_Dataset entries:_
..............................

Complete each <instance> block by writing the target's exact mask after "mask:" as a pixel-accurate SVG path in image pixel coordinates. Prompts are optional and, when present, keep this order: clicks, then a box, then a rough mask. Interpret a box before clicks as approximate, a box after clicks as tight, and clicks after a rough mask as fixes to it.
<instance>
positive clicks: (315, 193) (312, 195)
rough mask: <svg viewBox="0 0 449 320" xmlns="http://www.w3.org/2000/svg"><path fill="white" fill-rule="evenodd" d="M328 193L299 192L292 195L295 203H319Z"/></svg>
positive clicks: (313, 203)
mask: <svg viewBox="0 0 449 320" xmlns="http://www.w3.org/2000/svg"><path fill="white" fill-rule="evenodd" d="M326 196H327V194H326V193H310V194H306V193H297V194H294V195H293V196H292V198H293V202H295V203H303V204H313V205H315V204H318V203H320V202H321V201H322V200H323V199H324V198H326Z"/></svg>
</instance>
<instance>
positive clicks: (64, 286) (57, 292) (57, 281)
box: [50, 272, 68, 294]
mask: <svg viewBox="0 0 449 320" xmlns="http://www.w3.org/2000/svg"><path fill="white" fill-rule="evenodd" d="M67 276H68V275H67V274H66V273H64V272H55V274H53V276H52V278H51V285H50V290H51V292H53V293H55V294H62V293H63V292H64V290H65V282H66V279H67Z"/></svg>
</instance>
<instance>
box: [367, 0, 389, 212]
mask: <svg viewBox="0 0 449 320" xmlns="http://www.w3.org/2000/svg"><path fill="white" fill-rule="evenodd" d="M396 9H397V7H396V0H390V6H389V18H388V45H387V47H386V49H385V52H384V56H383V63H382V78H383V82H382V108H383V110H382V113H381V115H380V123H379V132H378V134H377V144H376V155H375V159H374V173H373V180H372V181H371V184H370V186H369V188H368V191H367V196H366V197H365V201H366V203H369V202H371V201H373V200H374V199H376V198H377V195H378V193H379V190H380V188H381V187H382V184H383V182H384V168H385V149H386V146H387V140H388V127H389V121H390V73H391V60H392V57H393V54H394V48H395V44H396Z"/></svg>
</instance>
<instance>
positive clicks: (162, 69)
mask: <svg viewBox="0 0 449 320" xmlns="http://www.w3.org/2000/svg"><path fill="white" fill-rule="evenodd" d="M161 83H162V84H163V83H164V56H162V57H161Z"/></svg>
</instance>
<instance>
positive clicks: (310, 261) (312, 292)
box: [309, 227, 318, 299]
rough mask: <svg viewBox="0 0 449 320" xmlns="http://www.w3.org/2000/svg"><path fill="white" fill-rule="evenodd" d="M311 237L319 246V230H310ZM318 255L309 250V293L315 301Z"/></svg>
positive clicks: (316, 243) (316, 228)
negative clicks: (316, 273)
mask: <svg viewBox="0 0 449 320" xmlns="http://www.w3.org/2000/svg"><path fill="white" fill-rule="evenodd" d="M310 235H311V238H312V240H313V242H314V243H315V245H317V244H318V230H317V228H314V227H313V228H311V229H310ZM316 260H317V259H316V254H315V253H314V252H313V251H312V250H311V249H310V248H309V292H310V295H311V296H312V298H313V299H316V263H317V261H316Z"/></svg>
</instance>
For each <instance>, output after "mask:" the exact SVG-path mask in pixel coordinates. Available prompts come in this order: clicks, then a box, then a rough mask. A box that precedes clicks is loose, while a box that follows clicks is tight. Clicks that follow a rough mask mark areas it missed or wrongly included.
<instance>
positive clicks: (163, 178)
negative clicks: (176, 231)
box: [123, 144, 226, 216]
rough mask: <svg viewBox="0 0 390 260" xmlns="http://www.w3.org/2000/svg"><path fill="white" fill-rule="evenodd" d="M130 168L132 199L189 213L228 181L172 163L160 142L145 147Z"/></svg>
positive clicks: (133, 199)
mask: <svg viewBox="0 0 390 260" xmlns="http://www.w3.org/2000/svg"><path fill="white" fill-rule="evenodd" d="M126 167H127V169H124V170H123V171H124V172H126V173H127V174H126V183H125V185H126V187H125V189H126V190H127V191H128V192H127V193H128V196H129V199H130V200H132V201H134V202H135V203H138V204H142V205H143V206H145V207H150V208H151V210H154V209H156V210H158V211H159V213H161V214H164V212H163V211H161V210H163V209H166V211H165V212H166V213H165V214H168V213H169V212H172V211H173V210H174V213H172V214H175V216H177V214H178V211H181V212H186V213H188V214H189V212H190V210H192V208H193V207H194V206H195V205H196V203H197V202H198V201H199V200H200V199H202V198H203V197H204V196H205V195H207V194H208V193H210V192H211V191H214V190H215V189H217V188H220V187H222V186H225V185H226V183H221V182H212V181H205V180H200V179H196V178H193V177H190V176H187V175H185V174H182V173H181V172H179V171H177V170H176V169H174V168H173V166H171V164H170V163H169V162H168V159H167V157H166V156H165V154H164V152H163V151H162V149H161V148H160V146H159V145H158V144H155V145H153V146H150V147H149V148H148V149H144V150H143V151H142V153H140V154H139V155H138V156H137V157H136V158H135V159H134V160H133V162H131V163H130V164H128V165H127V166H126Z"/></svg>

..............................

_Task goal:_
Take the lines above and print them exactly.

_Reply:_
Complete each <instance> block by writing the target's exact mask after "mask:" as a pixel-accurate SVG path in image pixel coordinates. Prompts are optional and, when present, keep this order: clicks, then a box, then a rough mask. Interpret a box before clicks as approximate, a box after clicks as tight, and clicks after a rough mask as fixes to it.
<instance>
positive clicks: (315, 193) (312, 195)
rough mask: <svg viewBox="0 0 449 320" xmlns="http://www.w3.org/2000/svg"><path fill="white" fill-rule="evenodd" d="M328 193L299 192L292 195L295 203H319Z"/></svg>
positive clicks: (313, 203)
mask: <svg viewBox="0 0 449 320" xmlns="http://www.w3.org/2000/svg"><path fill="white" fill-rule="evenodd" d="M326 196H327V194H326V193H310V194H306V193H297V194H294V195H293V196H292V198H293V202H295V203H303V204H313V205H315V204H318V203H320V202H321V201H322V200H323V199H324V198H326Z"/></svg>
</instance>
<instance>
positive clicks: (64, 286) (57, 292) (57, 281)
box: [50, 272, 68, 294]
mask: <svg viewBox="0 0 449 320" xmlns="http://www.w3.org/2000/svg"><path fill="white" fill-rule="evenodd" d="M67 276H68V275H67V274H66V273H64V272H55V274H53V276H52V278H51V285H50V290H51V292H53V293H55V294H62V293H63V292H64V290H65V282H66V279H67Z"/></svg>
</instance>
<instance>
box: [367, 0, 389, 212]
mask: <svg viewBox="0 0 449 320" xmlns="http://www.w3.org/2000/svg"><path fill="white" fill-rule="evenodd" d="M396 9H397V7H396V0H390V6H389V18H388V45H387V47H386V49H385V52H384V56H383V63H382V78H383V82H382V108H383V110H382V113H381V115H380V123H379V132H378V134H377V144H376V155H375V159H374V173H373V180H372V181H371V184H370V186H369V188H368V191H367V196H366V197H365V201H366V203H369V202H371V201H373V200H374V199H376V198H377V195H378V193H379V190H380V188H381V187H382V184H383V182H384V168H385V149H386V146H387V140H388V127H389V121H390V73H391V60H392V57H393V54H394V48H395V44H396Z"/></svg>
</instance>
<instance>
positive clicks: (162, 69)
mask: <svg viewBox="0 0 449 320" xmlns="http://www.w3.org/2000/svg"><path fill="white" fill-rule="evenodd" d="M161 83H162V84H163V83H164V56H162V57H161Z"/></svg>
</instance>
<instance>
positive clicks: (310, 261) (312, 292)
box: [309, 227, 318, 299]
rough mask: <svg viewBox="0 0 449 320" xmlns="http://www.w3.org/2000/svg"><path fill="white" fill-rule="evenodd" d="M311 237L319 246V230H310ZM318 255L309 250V293L315 301Z"/></svg>
positive clicks: (316, 243) (316, 228)
negative clicks: (316, 273)
mask: <svg viewBox="0 0 449 320" xmlns="http://www.w3.org/2000/svg"><path fill="white" fill-rule="evenodd" d="M310 235H311V238H312V240H313V242H314V243H315V245H317V244H318V230H317V228H314V227H313V228H311V229H310ZM316 260H317V259H316V254H315V253H314V252H313V251H312V250H311V249H310V248H309V292H310V295H311V296H312V298H313V299H316V263H317V261H316Z"/></svg>
</instance>
For each <instance>, output after "mask:" the exact SVG-path mask in pixel coordinates. Available prompts come in this order: clicks, then a box, then a rough mask. A box that precedes clicks is loose, while a box that follows clicks is tight. Clicks that follow a rough mask mark areas it missed or wrongly included.
<instance>
positive clicks: (163, 178)
negative clicks: (176, 231)
box: [123, 144, 226, 216]
rough mask: <svg viewBox="0 0 390 260" xmlns="http://www.w3.org/2000/svg"><path fill="white" fill-rule="evenodd" d="M130 168L132 199L189 213L228 181L172 163L160 142L145 147Z"/></svg>
positive clicks: (133, 199)
mask: <svg viewBox="0 0 390 260" xmlns="http://www.w3.org/2000/svg"><path fill="white" fill-rule="evenodd" d="M126 167H127V169H124V170H123V171H124V172H126V173H127V174H126V183H125V185H126V187H125V189H126V190H127V191H128V192H127V193H128V196H129V199H130V200H132V201H134V202H135V203H138V204H142V205H143V206H145V207H150V208H151V210H154V209H156V210H158V211H159V213H161V214H164V212H163V211H161V210H163V209H166V211H165V212H166V213H165V214H168V213H169V212H172V211H173V210H174V213H172V214H175V216H177V214H178V211H181V212H186V213H188V214H189V212H190V210H192V208H193V207H194V206H195V205H196V203H197V202H198V201H199V200H200V199H202V198H203V197H204V196H205V195H207V194H208V193H210V192H211V191H214V190H215V189H217V188H220V187H222V186H225V185H226V183H221V182H212V181H205V180H200V179H196V178H193V177H190V176H187V175H185V174H182V173H181V172H179V171H177V170H176V169H174V168H173V166H171V164H170V163H169V162H168V159H167V157H166V156H165V154H164V152H163V151H162V149H161V148H160V146H159V145H158V144H155V145H153V146H150V147H149V148H148V149H144V150H143V151H142V153H140V154H139V155H138V156H137V157H136V158H135V159H134V160H133V162H131V163H130V164H128V165H127V166H126Z"/></svg>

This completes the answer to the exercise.